What the task requires: Reproduce every one of the lines below word for word, but leave the pictures out.

*** Opening of Data for processing ***

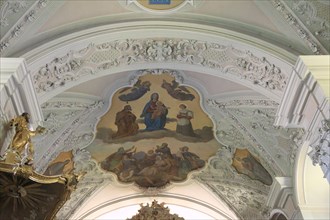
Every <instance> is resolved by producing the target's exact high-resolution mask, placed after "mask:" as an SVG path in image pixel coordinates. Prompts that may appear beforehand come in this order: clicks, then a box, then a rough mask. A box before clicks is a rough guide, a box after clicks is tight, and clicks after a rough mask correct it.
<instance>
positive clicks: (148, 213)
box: [127, 200, 184, 220]
mask: <svg viewBox="0 0 330 220" xmlns="http://www.w3.org/2000/svg"><path fill="white" fill-rule="evenodd" d="M140 207H141V208H140V209H139V210H138V213H137V214H136V215H134V216H132V217H131V218H127V220H140V219H150V220H151V219H171V220H184V218H182V217H179V216H178V215H177V214H171V213H170V209H169V208H168V207H166V206H165V203H164V202H162V203H160V204H158V201H156V200H154V201H153V202H152V203H151V205H150V206H149V203H147V204H146V205H145V206H144V205H143V204H140Z"/></svg>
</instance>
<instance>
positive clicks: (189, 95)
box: [162, 80, 195, 101]
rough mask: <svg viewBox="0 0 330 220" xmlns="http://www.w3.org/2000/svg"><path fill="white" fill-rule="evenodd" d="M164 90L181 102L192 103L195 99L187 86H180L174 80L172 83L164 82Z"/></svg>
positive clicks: (173, 97)
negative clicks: (188, 101)
mask: <svg viewBox="0 0 330 220" xmlns="http://www.w3.org/2000/svg"><path fill="white" fill-rule="evenodd" d="M162 88H164V89H166V91H167V93H168V94H169V95H170V96H172V97H173V98H175V99H178V100H180V101H187V100H190V101H192V100H194V98H195V96H194V95H193V94H191V93H190V91H189V90H188V89H187V88H186V87H185V86H179V83H177V82H176V81H175V80H172V83H169V82H167V81H166V80H163V83H162Z"/></svg>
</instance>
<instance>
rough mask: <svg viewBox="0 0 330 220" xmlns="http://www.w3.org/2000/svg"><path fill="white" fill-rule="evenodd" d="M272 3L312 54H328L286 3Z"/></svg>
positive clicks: (323, 47) (320, 44)
mask: <svg viewBox="0 0 330 220" xmlns="http://www.w3.org/2000/svg"><path fill="white" fill-rule="evenodd" d="M272 4H273V6H274V7H275V9H276V10H277V11H279V12H280V13H281V15H282V16H283V17H284V19H285V20H286V21H287V22H288V24H289V25H290V26H291V27H292V28H293V29H294V30H295V31H296V32H297V34H298V36H299V37H300V38H301V39H302V40H304V41H305V42H306V44H307V46H308V47H309V48H310V50H311V52H313V54H316V55H318V54H328V53H329V51H327V50H326V49H325V48H324V47H323V46H322V44H321V43H320V42H319V41H318V40H317V39H316V38H315V37H314V36H313V34H311V33H310V31H309V30H308V29H307V28H306V27H305V26H304V25H303V24H302V22H301V21H300V20H299V18H297V16H296V15H295V14H294V13H292V11H291V10H290V9H289V7H288V6H287V4H286V3H285V2H284V1H283V0H272Z"/></svg>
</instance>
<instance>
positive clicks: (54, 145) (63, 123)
mask: <svg viewBox="0 0 330 220" xmlns="http://www.w3.org/2000/svg"><path fill="white" fill-rule="evenodd" d="M91 101H92V103H89V104H87V103H86V101H85V103H84V102H82V101H81V102H69V101H68V102H67V103H66V102H58V101H57V100H55V101H54V102H50V103H45V104H44V105H43V107H44V109H43V111H44V113H45V114H46V116H45V122H44V126H45V127H46V135H45V136H46V138H43V139H39V140H38V142H36V146H35V148H36V149H37V150H36V151H37V152H38V154H36V158H35V161H36V162H35V166H36V169H37V170H38V171H39V172H42V171H44V169H45V168H47V166H46V165H47V164H48V163H49V162H50V161H52V160H53V159H55V158H56V156H57V155H58V154H59V152H61V151H69V150H72V149H82V148H84V147H86V146H87V145H88V144H89V143H91V142H92V141H93V139H94V135H95V134H94V133H95V131H94V130H95V126H96V123H97V121H98V115H99V114H100V113H98V112H99V111H101V109H102V108H103V107H104V102H103V101H99V100H96V101H95V99H94V100H90V102H91ZM63 106H67V107H69V108H63ZM46 107H49V109H48V108H46ZM54 107H56V108H55V109H54ZM68 109H70V111H68Z"/></svg>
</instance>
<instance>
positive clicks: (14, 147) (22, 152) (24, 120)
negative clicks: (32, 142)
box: [8, 112, 45, 164]
mask: <svg viewBox="0 0 330 220" xmlns="http://www.w3.org/2000/svg"><path fill="white" fill-rule="evenodd" d="M29 122H30V115H29V114H28V113H26V112H24V113H23V114H22V115H20V116H18V117H16V118H13V119H12V120H11V121H10V126H11V127H15V135H14V138H13V140H12V142H11V144H10V146H9V149H8V150H11V151H12V152H13V153H15V154H16V157H17V158H19V160H20V162H21V163H23V164H24V163H29V162H31V161H32V160H33V154H34V149H33V145H32V142H31V137H33V136H35V135H36V134H40V133H43V132H44V131H45V128H44V127H41V126H38V127H37V129H36V130H35V131H32V130H30V128H29Z"/></svg>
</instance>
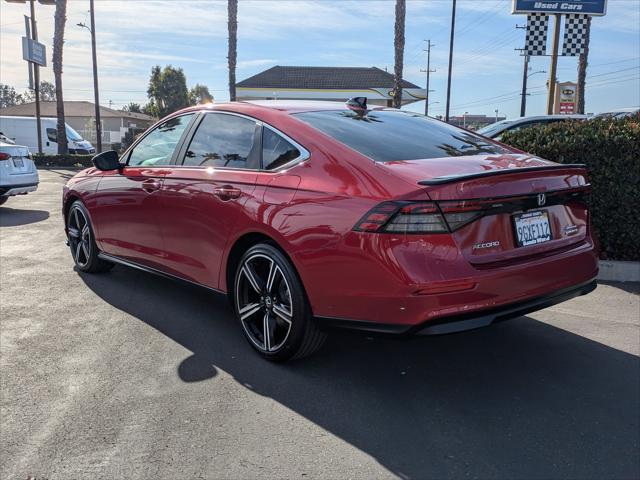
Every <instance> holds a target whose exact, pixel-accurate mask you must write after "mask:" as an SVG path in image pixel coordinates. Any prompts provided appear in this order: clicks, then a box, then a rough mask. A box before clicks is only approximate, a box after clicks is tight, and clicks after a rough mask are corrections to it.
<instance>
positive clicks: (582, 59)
mask: <svg viewBox="0 0 640 480" xmlns="http://www.w3.org/2000/svg"><path fill="white" fill-rule="evenodd" d="M586 22H587V25H586V32H585V34H584V51H583V52H582V53H581V54H580V56H579V57H578V105H576V107H577V108H576V112H577V113H584V88H585V84H586V79H587V64H588V60H589V39H590V38H589V37H591V16H590V15H588V16H587V20H586Z"/></svg>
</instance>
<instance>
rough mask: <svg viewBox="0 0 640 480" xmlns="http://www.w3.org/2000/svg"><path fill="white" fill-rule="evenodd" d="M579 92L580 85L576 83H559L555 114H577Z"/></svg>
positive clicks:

*** Close of Data for processing ***

Result of the task:
Every <instance> is resolved by producing the target's exact high-resolution mask, placed after "mask:" as an SVG path in image pixel coordinates. Prompts that may appear beforehand come in this order: clicks, then a box, then a rough mask. A box before clicks is a rough guide, a box after clicks is tight, and clicks after a rough mask correct it.
<instance>
positive clicks: (148, 213)
box: [127, 200, 184, 220]
mask: <svg viewBox="0 0 330 220" xmlns="http://www.w3.org/2000/svg"><path fill="white" fill-rule="evenodd" d="M140 207H141V208H140V209H139V210H138V213H137V214H136V215H134V216H132V217H131V218H127V220H140V219H150V220H151V219H171V220H184V218H182V217H179V216H178V215H177V214H171V213H170V209H169V208H168V207H166V206H165V203H164V202H162V203H160V204H158V201H156V200H154V201H153V202H152V203H151V205H150V206H149V203H147V204H146V205H145V206H144V205H143V204H140Z"/></svg>
</instance>
<instance>
positive clicks: (189, 95)
box: [162, 80, 195, 101]
rough mask: <svg viewBox="0 0 330 220" xmlns="http://www.w3.org/2000/svg"><path fill="white" fill-rule="evenodd" d="M164 90L181 102L192 103L195 99L187 86H180L174 80L172 83L164 82Z"/></svg>
positive clicks: (173, 97)
negative clicks: (188, 101)
mask: <svg viewBox="0 0 330 220" xmlns="http://www.w3.org/2000/svg"><path fill="white" fill-rule="evenodd" d="M162 88H164V89H166V91H167V93H168V94H169V95H170V96H172V97H173V98H175V99H178V100H180V101H187V100H190V101H192V100H194V98H195V96H194V95H193V94H191V93H190V91H189V90H188V89H187V88H186V87H185V86H179V83H177V82H176V81H175V80H172V83H169V82H167V81H166V80H163V83H162Z"/></svg>
</instance>
<instance>
rough mask: <svg viewBox="0 0 330 220" xmlns="http://www.w3.org/2000/svg"><path fill="white" fill-rule="evenodd" d="M272 3L312 54H328L286 3Z"/></svg>
positive clicks: (323, 47) (320, 44)
mask: <svg viewBox="0 0 330 220" xmlns="http://www.w3.org/2000/svg"><path fill="white" fill-rule="evenodd" d="M272 4H273V6H274V7H275V9H276V10H277V11H279V12H280V13H281V15H282V16H283V17H284V19H285V20H286V21H287V22H288V24H289V25H290V26H291V27H292V28H293V29H294V30H295V31H296V32H297V34H298V36H299V37H300V38H301V39H302V40H304V41H305V42H306V44H307V46H308V47H309V48H310V50H311V52H313V54H316V55H318V54H328V53H329V51H327V50H326V49H325V48H324V47H323V46H322V44H321V43H320V42H319V41H318V40H317V39H316V38H315V37H314V36H313V34H311V33H310V31H309V30H308V29H307V28H306V27H305V26H304V25H303V24H302V22H301V21H300V20H299V18H297V16H296V15H295V14H294V13H292V11H291V10H290V9H289V7H288V6H287V4H286V3H285V2H284V1H283V0H272Z"/></svg>
</instance>
<instance>
positive clicks: (54, 145) (63, 123)
mask: <svg viewBox="0 0 330 220" xmlns="http://www.w3.org/2000/svg"><path fill="white" fill-rule="evenodd" d="M91 101H92V103H89V104H87V103H86V101H85V103H84V102H82V101H81V102H69V101H68V102H67V103H66V102H58V101H57V100H55V101H54V102H50V103H45V104H44V105H43V107H44V109H43V111H44V113H45V114H46V116H45V122H44V126H45V127H46V135H45V136H46V138H43V139H39V140H38V142H36V146H35V148H36V149H37V150H36V151H37V152H38V154H36V158H35V161H36V162H35V166H36V169H37V170H38V171H39V172H42V171H44V169H45V168H47V166H46V165H47V164H48V163H49V162H50V161H52V160H53V159H55V158H56V156H57V155H58V154H59V152H61V151H69V150H72V149H82V148H84V147H86V146H87V145H88V144H89V143H91V142H92V141H93V139H94V135H95V134H94V133H95V131H94V130H95V126H96V123H97V121H98V115H99V114H100V113H98V112H99V111H101V109H102V108H103V107H104V102H103V101H99V100H96V101H95V99H94V100H90V102H91ZM63 106H67V107H69V108H63ZM46 107H49V109H48V108H46ZM54 107H56V108H55V109H54ZM68 109H70V111H68Z"/></svg>
</instance>
<instance>
positive clicks: (14, 147) (22, 152) (24, 120)
negative clicks: (32, 142)
box: [8, 112, 45, 164]
mask: <svg viewBox="0 0 330 220" xmlns="http://www.w3.org/2000/svg"><path fill="white" fill-rule="evenodd" d="M29 122H30V115H29V114H28V113H26V112H24V113H23V114H22V115H20V116H18V117H16V118H13V119H12V120H11V121H10V126H11V127H15V135H14V138H13V140H12V142H11V144H10V146H9V149H8V150H11V151H12V152H13V153H15V154H16V157H17V158H19V160H20V162H21V163H23V164H24V163H29V162H31V161H32V160H33V154H34V149H33V145H32V142H31V137H33V136H35V135H36V134H40V133H43V132H44V131H45V128H44V127H41V126H38V127H37V129H36V130H35V131H32V130H30V128H29Z"/></svg>
</instance>
Every <instance> holds a target whose exact, pixel-accurate mask you must write after "mask:" as an SVG path in image pixel coordinates. Any prompts provided appear in this order: clicks, then a box, then a rough mask. A box before clicks is only approximate, a box after clicks is tight, and clicks after a rough mask are corrections to it.
<instance>
positive clicks: (582, 59)
mask: <svg viewBox="0 0 640 480" xmlns="http://www.w3.org/2000/svg"><path fill="white" fill-rule="evenodd" d="M586 22H587V25H586V32H585V34H584V51H583V52H582V53H581V54H580V56H579V57H578V105H576V107H577V108H576V112H577V113H584V88H585V84H586V79H587V64H588V60H589V39H590V38H589V37H591V16H590V15H588V16H587V20H586Z"/></svg>
</instance>
<instance>
rough mask: <svg viewBox="0 0 640 480" xmlns="http://www.w3.org/2000/svg"><path fill="white" fill-rule="evenodd" d="M579 92L580 85L576 83H559L555 114H577Z"/></svg>
positive clicks:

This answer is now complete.